--- DIRECTIONS ---
A. In the agreement excerpt, how many days does Grantee have to remove its equipment and electronics after notifying abandonment?
B. For each statement, say whether it agrees with the agreement excerpt, answering yes or no and quoting the deciding words: (i) Grantee may abandon its IRU Fibers by informing Grantor in writing. (ii) Abandonment relieves Grantee of its obligations under the agreement. (iii) Disclosures required by law still need the other party's prior written consent.

--- SOURCE EXTRACT ---
○ ○ ○ ○ ○ ○ ○

19.3 Neither Grantee nor Grantor may make any news release, public announcement,
denial or confirmation concerning all or any part of this Agreement or use the
other's name in sales or advertising materials, or in any manner advertise or
publish the fact that the companies have entered into this Agreement, or
disclose any of the details of this Agreement to any third party, including the
press, without the prior written consent of the other party, except such
disclosures required by law, or the rules and regulations of the relevant
government agencies.
ARTICLE XX
ABANDONMENT
-----------
Should Grantee decide to abandon all or part of its IRU Fibers, it may do so by
informing Grantor in writing, such abandonment being made at no cost to either
party. Grantee shall remove its equipment and electronics within thirty (30)
days of such notification of abandonment by Grantee, failing which Grantor shall
remove same at Grantee's cost payable within thirty (30) days of receipt of the
invoice. At the time of abandonment, Grantee shall have no further rights with
respect to its IRU. Such abandonment shall not reduce or otherwise affect
Grantee's obligations hereunder.

○ ○ ○ ○ ○ ○ ○

--- DATA SUPPLIED ---

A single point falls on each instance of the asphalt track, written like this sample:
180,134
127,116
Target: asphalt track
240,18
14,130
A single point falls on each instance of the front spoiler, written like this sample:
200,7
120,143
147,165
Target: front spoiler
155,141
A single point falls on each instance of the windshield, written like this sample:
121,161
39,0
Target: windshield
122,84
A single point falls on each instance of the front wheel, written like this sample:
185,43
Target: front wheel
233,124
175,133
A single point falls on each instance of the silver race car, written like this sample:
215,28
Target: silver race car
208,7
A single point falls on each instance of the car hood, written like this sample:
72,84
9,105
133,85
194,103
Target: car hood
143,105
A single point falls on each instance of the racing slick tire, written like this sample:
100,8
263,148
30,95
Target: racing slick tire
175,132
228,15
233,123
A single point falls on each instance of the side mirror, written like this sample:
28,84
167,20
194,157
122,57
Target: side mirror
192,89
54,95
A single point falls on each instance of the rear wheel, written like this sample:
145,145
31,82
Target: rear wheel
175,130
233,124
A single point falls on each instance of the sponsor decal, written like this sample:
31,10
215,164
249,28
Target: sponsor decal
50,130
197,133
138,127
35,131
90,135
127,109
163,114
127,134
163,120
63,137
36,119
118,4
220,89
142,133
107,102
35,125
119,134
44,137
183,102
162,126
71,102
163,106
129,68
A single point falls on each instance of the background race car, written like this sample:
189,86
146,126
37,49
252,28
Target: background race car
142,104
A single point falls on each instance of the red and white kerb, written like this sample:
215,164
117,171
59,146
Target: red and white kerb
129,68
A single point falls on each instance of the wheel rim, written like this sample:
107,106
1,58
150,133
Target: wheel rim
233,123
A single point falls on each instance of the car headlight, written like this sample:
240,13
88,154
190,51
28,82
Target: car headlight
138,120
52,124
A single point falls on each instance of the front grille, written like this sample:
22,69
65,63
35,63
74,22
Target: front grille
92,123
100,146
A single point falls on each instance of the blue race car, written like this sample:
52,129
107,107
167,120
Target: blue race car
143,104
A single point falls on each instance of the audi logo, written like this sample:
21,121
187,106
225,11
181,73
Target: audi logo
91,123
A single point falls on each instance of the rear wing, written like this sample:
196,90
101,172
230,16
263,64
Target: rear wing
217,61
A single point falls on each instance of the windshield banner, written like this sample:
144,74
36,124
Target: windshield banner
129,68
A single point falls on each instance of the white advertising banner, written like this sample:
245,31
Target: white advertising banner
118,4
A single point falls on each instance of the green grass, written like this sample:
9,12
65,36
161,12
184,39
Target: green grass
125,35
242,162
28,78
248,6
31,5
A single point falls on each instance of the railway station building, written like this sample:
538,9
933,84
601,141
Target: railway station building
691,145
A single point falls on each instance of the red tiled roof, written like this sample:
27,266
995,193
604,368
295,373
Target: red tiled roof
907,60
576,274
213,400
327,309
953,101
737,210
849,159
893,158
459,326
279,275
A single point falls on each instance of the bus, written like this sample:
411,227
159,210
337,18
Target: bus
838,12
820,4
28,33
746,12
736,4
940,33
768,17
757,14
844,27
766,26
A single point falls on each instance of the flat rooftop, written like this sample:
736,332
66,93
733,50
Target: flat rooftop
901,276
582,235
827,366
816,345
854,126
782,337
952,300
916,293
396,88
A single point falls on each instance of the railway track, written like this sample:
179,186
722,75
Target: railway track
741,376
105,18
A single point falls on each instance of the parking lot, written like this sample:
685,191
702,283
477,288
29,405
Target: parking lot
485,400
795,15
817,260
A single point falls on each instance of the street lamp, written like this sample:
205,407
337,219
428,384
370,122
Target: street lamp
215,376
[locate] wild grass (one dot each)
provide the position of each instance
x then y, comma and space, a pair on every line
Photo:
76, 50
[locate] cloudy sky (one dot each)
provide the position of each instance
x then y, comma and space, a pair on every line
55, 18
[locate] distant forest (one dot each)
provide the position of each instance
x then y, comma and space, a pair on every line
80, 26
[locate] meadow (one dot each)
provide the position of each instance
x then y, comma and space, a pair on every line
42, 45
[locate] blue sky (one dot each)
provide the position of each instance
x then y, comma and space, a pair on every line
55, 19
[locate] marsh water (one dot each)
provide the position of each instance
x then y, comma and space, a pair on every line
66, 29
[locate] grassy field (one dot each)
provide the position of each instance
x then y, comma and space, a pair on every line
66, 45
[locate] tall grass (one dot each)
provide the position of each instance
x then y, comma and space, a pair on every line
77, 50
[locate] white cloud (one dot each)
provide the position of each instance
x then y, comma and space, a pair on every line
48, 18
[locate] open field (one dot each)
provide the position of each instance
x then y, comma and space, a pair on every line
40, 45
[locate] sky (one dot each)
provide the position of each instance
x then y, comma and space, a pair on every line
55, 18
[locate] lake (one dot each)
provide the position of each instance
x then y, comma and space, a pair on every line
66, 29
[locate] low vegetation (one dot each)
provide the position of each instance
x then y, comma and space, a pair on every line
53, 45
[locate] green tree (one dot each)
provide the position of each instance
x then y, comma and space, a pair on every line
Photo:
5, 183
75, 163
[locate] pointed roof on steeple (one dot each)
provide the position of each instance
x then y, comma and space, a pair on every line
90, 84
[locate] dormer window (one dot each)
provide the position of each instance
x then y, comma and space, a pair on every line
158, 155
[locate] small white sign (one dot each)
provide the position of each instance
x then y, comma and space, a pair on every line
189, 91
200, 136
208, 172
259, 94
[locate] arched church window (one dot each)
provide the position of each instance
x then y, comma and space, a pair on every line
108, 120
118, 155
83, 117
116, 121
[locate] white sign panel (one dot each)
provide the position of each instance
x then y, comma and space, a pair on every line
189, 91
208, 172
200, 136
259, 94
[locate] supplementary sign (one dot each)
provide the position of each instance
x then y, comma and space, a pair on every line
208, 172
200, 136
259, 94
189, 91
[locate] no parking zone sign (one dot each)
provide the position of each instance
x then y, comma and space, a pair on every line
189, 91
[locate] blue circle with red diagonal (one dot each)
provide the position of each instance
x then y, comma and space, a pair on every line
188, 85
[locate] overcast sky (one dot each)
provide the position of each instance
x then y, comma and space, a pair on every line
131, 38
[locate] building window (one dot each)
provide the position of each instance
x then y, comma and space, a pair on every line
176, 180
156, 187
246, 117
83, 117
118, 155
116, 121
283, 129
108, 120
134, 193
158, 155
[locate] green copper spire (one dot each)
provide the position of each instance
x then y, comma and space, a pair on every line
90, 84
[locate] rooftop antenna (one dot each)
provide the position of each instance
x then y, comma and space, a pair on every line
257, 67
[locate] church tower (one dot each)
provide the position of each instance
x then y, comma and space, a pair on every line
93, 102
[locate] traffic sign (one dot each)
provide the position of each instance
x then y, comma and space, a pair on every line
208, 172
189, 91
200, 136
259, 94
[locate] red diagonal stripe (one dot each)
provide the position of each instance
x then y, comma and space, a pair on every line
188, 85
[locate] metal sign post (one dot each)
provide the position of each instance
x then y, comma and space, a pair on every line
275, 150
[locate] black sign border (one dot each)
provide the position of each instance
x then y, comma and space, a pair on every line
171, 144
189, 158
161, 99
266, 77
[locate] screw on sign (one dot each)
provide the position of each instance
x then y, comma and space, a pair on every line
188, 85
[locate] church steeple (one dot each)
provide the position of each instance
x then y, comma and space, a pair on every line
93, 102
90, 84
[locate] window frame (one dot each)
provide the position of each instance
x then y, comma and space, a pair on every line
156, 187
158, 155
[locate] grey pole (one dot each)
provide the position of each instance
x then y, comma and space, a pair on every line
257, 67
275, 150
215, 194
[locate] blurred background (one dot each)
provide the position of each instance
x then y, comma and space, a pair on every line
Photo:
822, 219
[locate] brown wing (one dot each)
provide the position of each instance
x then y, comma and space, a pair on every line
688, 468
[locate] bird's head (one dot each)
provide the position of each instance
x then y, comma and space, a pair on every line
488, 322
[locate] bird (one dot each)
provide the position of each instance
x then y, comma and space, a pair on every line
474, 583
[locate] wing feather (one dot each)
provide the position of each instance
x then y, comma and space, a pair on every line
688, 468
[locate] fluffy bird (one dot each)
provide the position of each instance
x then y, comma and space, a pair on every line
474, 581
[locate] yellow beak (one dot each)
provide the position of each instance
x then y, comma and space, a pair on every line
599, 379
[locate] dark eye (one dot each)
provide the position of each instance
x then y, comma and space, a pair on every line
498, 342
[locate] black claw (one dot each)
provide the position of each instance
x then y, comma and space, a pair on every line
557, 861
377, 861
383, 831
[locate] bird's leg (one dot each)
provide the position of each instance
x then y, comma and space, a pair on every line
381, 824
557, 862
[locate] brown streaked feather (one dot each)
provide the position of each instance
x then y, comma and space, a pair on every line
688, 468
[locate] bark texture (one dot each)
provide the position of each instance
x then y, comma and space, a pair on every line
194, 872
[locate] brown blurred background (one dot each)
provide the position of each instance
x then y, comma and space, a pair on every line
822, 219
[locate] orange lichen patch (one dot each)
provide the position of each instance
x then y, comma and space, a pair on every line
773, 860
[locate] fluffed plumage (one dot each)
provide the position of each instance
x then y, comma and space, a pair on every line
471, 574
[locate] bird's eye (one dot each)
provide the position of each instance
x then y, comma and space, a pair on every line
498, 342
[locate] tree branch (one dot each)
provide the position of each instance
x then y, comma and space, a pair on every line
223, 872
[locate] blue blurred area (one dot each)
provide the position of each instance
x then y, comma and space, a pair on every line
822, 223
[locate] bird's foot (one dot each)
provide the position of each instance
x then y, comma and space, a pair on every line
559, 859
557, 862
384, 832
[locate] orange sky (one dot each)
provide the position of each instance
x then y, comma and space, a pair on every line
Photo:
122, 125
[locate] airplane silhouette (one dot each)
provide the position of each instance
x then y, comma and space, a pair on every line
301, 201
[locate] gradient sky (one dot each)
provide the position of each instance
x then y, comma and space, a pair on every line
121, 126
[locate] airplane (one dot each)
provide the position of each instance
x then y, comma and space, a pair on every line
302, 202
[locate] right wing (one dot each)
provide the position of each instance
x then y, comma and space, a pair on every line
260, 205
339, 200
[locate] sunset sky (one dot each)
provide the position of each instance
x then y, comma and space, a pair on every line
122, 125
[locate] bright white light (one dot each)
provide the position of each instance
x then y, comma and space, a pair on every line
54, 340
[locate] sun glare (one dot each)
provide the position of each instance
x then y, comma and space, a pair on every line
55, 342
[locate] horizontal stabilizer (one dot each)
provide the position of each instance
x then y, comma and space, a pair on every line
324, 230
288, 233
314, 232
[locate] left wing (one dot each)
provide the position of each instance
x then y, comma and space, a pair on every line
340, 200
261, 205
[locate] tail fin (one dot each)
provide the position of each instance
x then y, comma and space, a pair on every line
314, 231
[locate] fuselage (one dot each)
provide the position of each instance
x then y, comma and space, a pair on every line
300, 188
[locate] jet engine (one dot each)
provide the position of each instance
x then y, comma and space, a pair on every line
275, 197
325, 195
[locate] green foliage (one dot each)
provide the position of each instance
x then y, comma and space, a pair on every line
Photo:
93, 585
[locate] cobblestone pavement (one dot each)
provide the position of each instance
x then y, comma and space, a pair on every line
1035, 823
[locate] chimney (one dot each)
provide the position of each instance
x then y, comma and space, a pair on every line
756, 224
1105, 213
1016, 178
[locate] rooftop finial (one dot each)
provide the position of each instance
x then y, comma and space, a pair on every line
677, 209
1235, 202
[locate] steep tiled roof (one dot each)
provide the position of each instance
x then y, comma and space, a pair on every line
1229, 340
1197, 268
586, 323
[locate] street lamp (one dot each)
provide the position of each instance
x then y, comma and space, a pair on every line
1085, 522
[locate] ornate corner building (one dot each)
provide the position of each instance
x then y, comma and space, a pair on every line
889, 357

○ ○ ○ ○ ○ ○ ○

--- THE RESULTS ---
A. Thirty (30) days.

B.
(i) Yes: "it may do so by informing Grantor in writing"
(ii) No: "Such abandonment shall not reduce or otherwise affect Grantee's obligations hereunder."
(iii) No: "except such disclosures required by law"